PROBLEM TO SOLVE:
Each record below needs to be copied out exactly as it stands.

PROVIDED RECORDS Start Marker

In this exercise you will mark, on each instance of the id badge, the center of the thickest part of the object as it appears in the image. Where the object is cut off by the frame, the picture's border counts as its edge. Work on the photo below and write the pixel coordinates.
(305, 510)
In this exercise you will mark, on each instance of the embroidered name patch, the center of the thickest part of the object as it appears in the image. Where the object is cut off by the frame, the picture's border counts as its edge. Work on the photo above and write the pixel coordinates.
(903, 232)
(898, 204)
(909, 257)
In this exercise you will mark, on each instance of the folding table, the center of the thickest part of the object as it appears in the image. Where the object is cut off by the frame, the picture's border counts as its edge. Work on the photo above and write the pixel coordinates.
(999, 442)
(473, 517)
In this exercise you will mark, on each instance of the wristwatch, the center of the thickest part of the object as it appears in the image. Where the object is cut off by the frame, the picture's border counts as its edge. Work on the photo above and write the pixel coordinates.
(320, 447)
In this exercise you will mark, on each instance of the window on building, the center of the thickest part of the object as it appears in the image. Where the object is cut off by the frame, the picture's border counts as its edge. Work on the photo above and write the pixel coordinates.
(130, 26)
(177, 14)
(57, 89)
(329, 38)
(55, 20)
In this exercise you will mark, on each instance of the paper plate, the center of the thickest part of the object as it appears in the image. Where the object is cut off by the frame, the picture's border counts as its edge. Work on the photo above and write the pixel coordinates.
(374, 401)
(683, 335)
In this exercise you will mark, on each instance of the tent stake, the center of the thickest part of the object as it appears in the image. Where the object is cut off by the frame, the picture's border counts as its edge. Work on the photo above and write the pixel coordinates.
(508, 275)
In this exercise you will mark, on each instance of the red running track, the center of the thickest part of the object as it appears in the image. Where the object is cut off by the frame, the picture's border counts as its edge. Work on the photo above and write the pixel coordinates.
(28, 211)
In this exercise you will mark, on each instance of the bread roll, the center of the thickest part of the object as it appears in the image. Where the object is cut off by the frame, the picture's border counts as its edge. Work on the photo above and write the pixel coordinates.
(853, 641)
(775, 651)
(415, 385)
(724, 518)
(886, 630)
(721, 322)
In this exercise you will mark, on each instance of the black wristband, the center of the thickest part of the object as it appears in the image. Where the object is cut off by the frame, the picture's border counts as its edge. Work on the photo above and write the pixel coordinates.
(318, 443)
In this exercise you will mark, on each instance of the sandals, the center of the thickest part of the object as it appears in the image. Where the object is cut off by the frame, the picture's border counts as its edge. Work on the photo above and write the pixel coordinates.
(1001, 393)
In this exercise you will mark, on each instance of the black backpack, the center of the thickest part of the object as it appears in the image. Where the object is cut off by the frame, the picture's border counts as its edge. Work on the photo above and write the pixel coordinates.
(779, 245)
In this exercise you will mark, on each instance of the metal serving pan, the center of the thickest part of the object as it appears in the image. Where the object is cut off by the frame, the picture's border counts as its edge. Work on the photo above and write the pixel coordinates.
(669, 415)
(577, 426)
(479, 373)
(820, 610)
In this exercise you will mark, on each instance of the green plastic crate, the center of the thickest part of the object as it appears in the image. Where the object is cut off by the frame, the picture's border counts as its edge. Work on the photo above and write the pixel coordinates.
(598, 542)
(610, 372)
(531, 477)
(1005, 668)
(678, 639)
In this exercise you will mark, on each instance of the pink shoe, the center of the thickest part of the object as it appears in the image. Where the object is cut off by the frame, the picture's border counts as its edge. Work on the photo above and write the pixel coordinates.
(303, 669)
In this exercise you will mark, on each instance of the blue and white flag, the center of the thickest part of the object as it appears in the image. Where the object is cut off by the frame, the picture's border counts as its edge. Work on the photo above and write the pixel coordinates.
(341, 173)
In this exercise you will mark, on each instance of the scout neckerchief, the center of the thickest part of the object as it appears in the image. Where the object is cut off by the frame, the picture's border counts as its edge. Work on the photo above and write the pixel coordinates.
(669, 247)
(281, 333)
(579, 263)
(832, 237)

PROVIDED RECORDS End Marker

TASK ANSWER:
In this exercise you will mark, on each instance of the id badge, the center of the thickest part of the object as it appears in the image. Where the object is cut off by the frame, the picture's border counts as its edge. Work on the photo below and write the pixel coordinates.
(305, 510)
In this exercise you will mark, on each instance of the embroidered name patch, the center of the thickest part of the object as it appears in the image. Where the object is cut off by the frame, the picture's border counts as its edge. Work on the photo above and write the pixel coordinates.
(903, 232)
(898, 204)
(909, 257)
In this exercise you will mark, on each instance of the folding table, the center of the thickest part of the object as it appears in the image. Where the object is cut off by the frame, the picture's border counts as its edge. Work on the photo above and write the pixel coordinates.
(999, 442)
(473, 517)
In this exercise you will mark, on each instance of the wristwatch, the center of the thickest part of the object as it appears in the image. Where the object is cut off by the frame, the picture's border counts as its edge. Work on the photo above and write the pixel coordinates.
(320, 447)
In this exercise you will mark, on each instance of the window on building, the center of the thickest part of the object as it appears in the image. Where the object is cut off by the frame, the picture's border counts as its edge. Work on the photo above and write the pixel coordinates.
(130, 26)
(177, 14)
(57, 89)
(329, 38)
(55, 20)
In this exercise you will mark, on each instance of the paper plate, the center of the thickest part of the object as it appears in the image. Where the object is cut off by the frame, the picture's border counts as its edge. Work on the photo above and write the pixel coordinates.
(374, 401)
(683, 335)
In this exercise you will mark, on each instance of the tent stake, the center of the thickest part of the object as it appears in the image. Where the object is cut off by the frame, the picture's border counts as its edge. Work on the photo above and write the pixel coordinates.
(508, 275)
In this exercise you will mark, on each instance of the red running track, the center of the thickest part of the object as it appears in the image. Where the object is cut off by the frame, the picture's border counts as its edge. Work on the photo above and write the pixel coordinates.
(28, 211)
In this exercise you will mark, on each instance of the bread roll, the center of the thickest part of the object as it appears in the image. Where the object is cut off by the frame, the picture's border counts as its edge. Work on the photo above and write the pixel coordinates.
(853, 641)
(775, 651)
(415, 385)
(724, 518)
(886, 630)
(721, 322)
In this exercise you will mark, on each instance of the black wristband, the center of the thickest part of the object as it appears in the image. Where the object is cut off by the frame, the picture's border counts as its edge. Work on the photo above and write the pixel coordinates.
(318, 443)
In this exercise you will mark, on each instance of the sandals, the center of the thickest part of the object as it appears in the image. Where the object is cut off by the frame, the picture's border counts as its edge. Work on the photo above and write the pixel coordinates.
(1001, 393)
In this exercise you will mark, on each instance of the black backpack, the center of the thickest part of the object as it appears in the image. Where the object is cut off by the frame, the picture's border counts as its edge. Work on the photo above and write the pixel coordinates.
(779, 245)
In this exercise you will mark, on each instance of the metal serving pan, the center of the thickest part of the object as it appears in the image. Where the object is cut off by the frame, the picture's border counts as its edge. Work on the photo above and write the pixel coordinates.
(669, 415)
(577, 426)
(479, 373)
(820, 610)
In this exercise you will mark, on each instance of the green plastic crate, the center of the thickest part of the object as it appears in the image. Where the object is cut off by the frame, the picture's border counts as its edge. Work on the photo above and write the pixel coordinates.
(598, 542)
(610, 372)
(531, 477)
(1005, 668)
(678, 639)
In this exercise you will mark, on each instance of the pink shoe, the center of the thickest part of the object as it appears in the image. Where the object is cut off by the frame, the picture's border counts as its edge. Work on the photo above and write the pixel coordinates.
(303, 669)
In this exercise you will mark, on each instance of the blue and white flag, the center of the thickest part of the object as it appears in the image. Where the object is cut off by the frame, the picture's border counts as its edge. Work on the photo above and write the pixel coordinates.
(341, 173)
In this exercise you will mark, on each instance of the scout neckerchief, the center of the thickest part of the object as it appears in the image. Where the object is cut off by the frame, the picture's border counts as its edge. Work on the photo above and write the pixel coordinates.
(669, 247)
(281, 333)
(579, 263)
(832, 237)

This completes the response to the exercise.